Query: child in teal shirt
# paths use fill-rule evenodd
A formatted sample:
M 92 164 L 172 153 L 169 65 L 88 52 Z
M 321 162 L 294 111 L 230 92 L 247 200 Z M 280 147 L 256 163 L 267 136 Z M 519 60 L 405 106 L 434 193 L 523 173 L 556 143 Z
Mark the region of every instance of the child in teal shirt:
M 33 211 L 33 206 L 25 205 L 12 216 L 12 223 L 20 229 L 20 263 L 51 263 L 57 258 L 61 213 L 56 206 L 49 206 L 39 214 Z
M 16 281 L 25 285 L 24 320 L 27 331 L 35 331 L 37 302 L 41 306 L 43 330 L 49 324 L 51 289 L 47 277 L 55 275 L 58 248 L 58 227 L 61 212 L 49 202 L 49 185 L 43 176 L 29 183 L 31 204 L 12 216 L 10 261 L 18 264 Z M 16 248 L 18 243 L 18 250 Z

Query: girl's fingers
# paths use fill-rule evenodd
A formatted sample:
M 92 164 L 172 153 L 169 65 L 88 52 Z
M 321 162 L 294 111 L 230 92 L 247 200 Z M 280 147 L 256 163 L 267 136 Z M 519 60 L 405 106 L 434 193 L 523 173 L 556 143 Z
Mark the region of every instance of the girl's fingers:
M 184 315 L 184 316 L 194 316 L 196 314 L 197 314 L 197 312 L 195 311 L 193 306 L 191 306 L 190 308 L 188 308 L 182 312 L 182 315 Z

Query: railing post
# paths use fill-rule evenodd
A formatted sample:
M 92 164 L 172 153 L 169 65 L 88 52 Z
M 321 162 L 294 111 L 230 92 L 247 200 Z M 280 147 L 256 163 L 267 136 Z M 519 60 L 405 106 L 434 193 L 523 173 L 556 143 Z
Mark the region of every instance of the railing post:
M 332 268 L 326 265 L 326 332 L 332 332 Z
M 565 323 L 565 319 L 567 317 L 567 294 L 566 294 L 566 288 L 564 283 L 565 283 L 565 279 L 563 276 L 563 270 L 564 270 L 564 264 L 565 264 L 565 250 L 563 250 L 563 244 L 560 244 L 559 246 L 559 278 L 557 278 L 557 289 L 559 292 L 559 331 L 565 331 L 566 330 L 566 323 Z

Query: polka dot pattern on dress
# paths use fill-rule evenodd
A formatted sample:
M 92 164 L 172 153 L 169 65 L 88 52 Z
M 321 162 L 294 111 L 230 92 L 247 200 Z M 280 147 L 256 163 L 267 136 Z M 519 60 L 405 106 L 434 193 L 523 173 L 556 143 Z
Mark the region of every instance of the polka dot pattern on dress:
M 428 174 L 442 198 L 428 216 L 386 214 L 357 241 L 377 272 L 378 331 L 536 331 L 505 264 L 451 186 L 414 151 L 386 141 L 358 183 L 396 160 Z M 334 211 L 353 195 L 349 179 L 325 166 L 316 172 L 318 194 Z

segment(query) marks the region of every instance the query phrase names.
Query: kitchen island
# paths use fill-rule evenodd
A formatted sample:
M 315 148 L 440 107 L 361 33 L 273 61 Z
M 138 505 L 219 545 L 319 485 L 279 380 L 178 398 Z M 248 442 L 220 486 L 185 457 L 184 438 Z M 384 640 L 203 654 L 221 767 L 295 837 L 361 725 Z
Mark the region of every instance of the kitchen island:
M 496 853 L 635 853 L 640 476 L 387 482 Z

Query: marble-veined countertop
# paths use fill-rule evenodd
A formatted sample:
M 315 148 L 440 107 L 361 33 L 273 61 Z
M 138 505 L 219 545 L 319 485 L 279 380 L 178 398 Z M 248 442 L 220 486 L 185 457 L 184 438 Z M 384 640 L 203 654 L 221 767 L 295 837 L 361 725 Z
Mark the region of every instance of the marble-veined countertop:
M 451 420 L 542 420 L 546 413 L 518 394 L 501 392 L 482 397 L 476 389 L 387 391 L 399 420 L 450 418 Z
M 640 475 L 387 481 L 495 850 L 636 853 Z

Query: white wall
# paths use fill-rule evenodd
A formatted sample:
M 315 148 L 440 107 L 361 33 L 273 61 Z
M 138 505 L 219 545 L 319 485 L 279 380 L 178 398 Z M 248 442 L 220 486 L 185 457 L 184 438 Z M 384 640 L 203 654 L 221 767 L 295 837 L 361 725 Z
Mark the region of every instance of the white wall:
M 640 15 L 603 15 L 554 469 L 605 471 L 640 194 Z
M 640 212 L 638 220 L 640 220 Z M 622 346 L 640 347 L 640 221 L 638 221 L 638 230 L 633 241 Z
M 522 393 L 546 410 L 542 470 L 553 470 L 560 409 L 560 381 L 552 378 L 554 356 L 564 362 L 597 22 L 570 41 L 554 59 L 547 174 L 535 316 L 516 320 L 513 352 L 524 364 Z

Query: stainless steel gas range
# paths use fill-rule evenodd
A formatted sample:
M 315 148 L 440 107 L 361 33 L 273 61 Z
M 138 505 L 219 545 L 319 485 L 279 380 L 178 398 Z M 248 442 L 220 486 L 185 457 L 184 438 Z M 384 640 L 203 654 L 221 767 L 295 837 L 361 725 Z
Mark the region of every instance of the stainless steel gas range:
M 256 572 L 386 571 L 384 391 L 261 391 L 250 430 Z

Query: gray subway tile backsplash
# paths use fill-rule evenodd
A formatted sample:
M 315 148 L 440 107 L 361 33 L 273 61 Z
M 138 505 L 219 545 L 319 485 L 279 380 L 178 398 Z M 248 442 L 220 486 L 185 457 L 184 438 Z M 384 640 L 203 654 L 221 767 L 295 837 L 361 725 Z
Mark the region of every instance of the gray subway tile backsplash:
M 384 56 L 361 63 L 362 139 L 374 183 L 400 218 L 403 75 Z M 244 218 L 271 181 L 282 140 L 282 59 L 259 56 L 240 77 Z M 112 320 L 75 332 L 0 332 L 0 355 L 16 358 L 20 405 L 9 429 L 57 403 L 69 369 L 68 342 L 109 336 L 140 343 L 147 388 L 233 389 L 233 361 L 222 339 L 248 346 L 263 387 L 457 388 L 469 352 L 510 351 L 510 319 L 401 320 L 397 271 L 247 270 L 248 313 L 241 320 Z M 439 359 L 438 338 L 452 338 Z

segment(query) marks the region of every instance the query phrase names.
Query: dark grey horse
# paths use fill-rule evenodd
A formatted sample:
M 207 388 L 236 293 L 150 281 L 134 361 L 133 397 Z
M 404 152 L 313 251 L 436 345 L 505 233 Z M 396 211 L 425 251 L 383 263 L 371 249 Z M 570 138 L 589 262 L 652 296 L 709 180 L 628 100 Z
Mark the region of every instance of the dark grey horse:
........
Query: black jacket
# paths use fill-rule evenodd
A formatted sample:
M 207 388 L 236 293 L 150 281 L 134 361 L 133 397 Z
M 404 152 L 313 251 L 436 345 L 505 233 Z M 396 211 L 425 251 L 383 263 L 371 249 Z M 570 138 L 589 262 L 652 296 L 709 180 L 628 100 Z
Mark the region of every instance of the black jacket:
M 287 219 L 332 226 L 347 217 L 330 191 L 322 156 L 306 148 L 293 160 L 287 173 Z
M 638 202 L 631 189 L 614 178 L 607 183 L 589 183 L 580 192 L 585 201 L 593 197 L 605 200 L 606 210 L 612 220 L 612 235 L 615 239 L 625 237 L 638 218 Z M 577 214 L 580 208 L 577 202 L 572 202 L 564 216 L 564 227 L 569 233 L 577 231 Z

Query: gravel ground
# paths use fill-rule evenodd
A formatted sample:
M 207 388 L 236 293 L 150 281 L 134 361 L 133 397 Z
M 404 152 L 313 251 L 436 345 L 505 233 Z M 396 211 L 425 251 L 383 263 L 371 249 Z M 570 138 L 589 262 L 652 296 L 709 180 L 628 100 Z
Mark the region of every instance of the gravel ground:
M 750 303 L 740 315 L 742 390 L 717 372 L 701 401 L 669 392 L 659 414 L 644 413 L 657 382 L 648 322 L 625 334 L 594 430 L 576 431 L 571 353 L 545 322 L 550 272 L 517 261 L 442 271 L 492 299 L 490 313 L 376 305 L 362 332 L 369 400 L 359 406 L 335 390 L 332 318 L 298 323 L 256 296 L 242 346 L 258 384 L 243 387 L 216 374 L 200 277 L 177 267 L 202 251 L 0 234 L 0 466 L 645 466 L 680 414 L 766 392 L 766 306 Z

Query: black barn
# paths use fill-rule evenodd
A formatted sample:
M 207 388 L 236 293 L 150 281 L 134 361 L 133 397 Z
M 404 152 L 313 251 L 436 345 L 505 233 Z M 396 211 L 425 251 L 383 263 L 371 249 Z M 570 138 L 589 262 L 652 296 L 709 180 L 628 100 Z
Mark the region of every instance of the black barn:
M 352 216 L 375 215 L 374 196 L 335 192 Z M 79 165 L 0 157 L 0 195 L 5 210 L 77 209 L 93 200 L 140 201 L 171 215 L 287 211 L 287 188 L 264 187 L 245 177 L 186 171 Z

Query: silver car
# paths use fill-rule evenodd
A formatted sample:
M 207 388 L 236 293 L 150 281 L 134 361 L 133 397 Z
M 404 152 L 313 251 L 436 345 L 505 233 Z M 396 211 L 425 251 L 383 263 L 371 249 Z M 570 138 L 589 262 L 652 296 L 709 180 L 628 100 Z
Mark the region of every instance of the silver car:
........
WHAT YOU HAVE TO DO: Among the lines of the material above, find those with the word "grey". Copy each one.

REPLY TO THE TASK:
Query: dark grey horse
Mark the region of every instance of the dark grey horse:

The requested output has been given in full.